- [Exercise aim]:
Extract every record, keeping each one exactly as it is.

- [Data provided]:
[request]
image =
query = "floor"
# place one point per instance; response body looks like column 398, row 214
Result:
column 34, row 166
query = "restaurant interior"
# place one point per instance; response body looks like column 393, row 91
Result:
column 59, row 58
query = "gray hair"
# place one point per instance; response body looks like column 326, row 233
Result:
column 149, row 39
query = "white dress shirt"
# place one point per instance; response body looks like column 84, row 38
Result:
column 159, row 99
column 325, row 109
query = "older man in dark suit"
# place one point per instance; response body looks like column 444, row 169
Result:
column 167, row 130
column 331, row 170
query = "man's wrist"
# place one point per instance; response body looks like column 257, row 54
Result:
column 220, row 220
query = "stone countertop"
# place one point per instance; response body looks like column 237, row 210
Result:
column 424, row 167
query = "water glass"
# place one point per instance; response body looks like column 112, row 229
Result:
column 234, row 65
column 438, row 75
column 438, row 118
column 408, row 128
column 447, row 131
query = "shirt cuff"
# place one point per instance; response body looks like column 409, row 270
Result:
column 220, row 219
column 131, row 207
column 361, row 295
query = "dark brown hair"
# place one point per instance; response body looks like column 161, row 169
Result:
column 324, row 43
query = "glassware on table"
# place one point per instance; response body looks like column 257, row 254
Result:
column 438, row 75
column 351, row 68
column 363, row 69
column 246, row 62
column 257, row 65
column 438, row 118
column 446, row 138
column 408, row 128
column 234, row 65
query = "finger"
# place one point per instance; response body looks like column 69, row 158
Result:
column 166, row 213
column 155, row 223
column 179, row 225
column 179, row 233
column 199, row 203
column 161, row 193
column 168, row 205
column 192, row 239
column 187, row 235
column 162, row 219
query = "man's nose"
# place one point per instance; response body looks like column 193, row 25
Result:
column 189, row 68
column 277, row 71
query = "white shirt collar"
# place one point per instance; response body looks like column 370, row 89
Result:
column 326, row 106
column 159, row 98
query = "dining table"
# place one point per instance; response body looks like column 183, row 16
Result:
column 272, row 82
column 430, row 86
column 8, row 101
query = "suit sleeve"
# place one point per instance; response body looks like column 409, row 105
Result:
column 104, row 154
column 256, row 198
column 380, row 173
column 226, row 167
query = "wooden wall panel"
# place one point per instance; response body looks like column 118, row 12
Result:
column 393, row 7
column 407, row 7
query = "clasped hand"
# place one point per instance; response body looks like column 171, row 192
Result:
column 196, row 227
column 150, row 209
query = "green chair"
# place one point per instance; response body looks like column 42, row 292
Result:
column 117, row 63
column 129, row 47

- [Solution for this problem]:
[request]
image =
query = "floor"
# place one point per instance; response body looks like column 398, row 214
Result:
column 34, row 166
query = "restaurant interior"
# place one point per instance; response body looks like column 393, row 91
Result:
column 59, row 58
query = "gray hair"
# place one point per instance; response body looks like column 326, row 233
Result:
column 149, row 39
query = "white dress shirt"
# place one point per instance; response body looks like column 84, row 38
Result:
column 159, row 99
column 325, row 109
query = "older man in dark suit"
# place one point per instance; response body looks like column 444, row 169
Result:
column 167, row 130
column 331, row 170
query = "man's wrist"
# place one point per instance; response body looks like column 257, row 54
Result:
column 220, row 220
query = "stone countertop"
# place one point per instance; response body looks like column 237, row 210
Result:
column 424, row 167
query = "water glass"
# place one point per instance; response body looks like column 112, row 229
Result:
column 234, row 65
column 438, row 75
column 438, row 118
column 408, row 128
column 447, row 131
query = "shirt cuff"
# place one point per instance; response body looks like column 409, row 270
Result:
column 220, row 219
column 131, row 207
column 361, row 295
query = "dark brown hair"
# place one point per instance; response body looks like column 161, row 169
Result:
column 324, row 43
query = "glassware on table"
# place one point per instance; response body looks like column 257, row 254
Result:
column 438, row 75
column 351, row 68
column 363, row 69
column 246, row 62
column 257, row 65
column 438, row 118
column 446, row 138
column 408, row 128
column 234, row 65
query = "finger"
# place one point per instance; response body looks like column 69, row 158
Result:
column 166, row 213
column 155, row 223
column 179, row 225
column 179, row 233
column 199, row 203
column 161, row 193
column 168, row 205
column 192, row 239
column 187, row 235
column 162, row 219
query = "man's nose"
# place one point per instance; response body looks like column 193, row 25
Result:
column 189, row 68
column 277, row 71
query = "white shirt collar"
# place one point per instance; response body looks like column 370, row 89
Result:
column 326, row 106
column 159, row 98
query = "dining table"
# place one point per instance; response body looks like column 183, row 16
Result:
column 272, row 82
column 430, row 86
column 8, row 101
query = "suit sleeve"
# place one point per instance; response body looks like column 409, row 105
Result:
column 104, row 154
column 256, row 198
column 380, row 173
column 226, row 167
query = "wooden wall panel"
# place one point per instance; response body looks like column 118, row 12
Result:
column 393, row 7
column 407, row 7
query = "clasped hand"
# place one point per instance; response body looks like column 171, row 192
Result:
column 196, row 227
column 150, row 209
query = "green chair"
# place one point per instance; response body looks like column 42, row 292
Result:
column 117, row 63
column 129, row 47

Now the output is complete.